"""

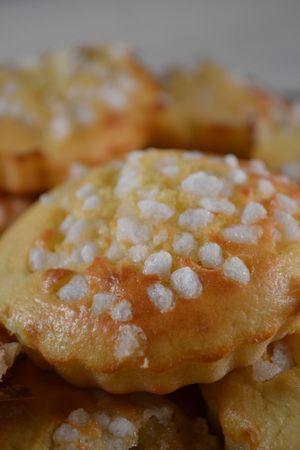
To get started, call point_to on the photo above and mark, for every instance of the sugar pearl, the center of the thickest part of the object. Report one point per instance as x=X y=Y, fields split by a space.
x=161 y=297
x=186 y=282
x=211 y=255
x=235 y=269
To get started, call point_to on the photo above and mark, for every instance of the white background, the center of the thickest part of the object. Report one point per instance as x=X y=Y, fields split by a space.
x=261 y=37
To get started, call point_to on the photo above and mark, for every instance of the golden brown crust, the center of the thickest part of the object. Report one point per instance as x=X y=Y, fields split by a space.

"""

DESCRIPTION OF THE TASK
Return every entry above exactly as written, minus the pictures.

WRITTEN ANSWER
To get started, call point_to on the photo above and mark, for every instance of the sugar pearl, the center of the thickest part of the object. Report one point per instance as x=X y=Y, fields split by a space.
x=161 y=297
x=186 y=282
x=211 y=255
x=235 y=269
To get started, call point_to on the photo above and mark, for every instance of the white background, the center of the thickest part of the object. Report one point per instance as x=X y=Y, fields split by a space.
x=261 y=37
To get started, call point_to on the photo above and mark, for every instance of the golden brown crust, the center of the thickest part of the object. Report one point per instance as x=X y=Y, fields split by a space.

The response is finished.